** Task brief **
Render every line of the material below as a Markdown table with the columns "No." and "Text", numbering the rows in order and omitting blank lines.

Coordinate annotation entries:

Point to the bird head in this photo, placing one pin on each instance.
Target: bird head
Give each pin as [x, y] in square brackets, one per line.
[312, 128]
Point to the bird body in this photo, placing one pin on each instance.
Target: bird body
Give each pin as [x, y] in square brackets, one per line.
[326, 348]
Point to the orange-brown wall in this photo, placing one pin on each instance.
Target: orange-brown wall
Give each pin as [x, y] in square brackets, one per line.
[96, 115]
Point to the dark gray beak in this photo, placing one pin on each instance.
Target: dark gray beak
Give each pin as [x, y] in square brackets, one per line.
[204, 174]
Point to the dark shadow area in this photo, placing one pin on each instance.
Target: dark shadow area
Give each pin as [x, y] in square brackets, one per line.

** Written solution **
| No. | Text |
|---|---|
| 1 | Point to the bird head in this photo, placing one pin on each instance. |
| 2 | Target: bird head |
| 3 | Give each pin as [x, y] in square brackets, one per line. |
| 4 | [312, 128] |
| 5 | Point to the bird body in this photo, placing one pin on each instance. |
| 6 | Target: bird body |
| 7 | Give each pin as [x, y] in square brackets, one per line. |
| 8 | [326, 348] |
| 9 | Point to the orange-brown wall in this photo, placing one pin on each instance. |
| 10 | Target: orange-brown wall |
| 11 | Give each pin as [x, y] in square brackets, one per line. |
| 12 | [96, 115] |
| 13 | Point to the dark gray beak in this photo, placing one pin on each instance. |
| 14 | Target: dark gray beak |
| 15 | Give each pin as [x, y] in square brackets, one per line. |
| 16 | [204, 174] |
| 17 | Point to the dark shadow area in this photo, placing one pin on each instance. |
| 18 | Target: dark shadow area |
| 19 | Give each pin as [x, y] in square brackets, one per line. |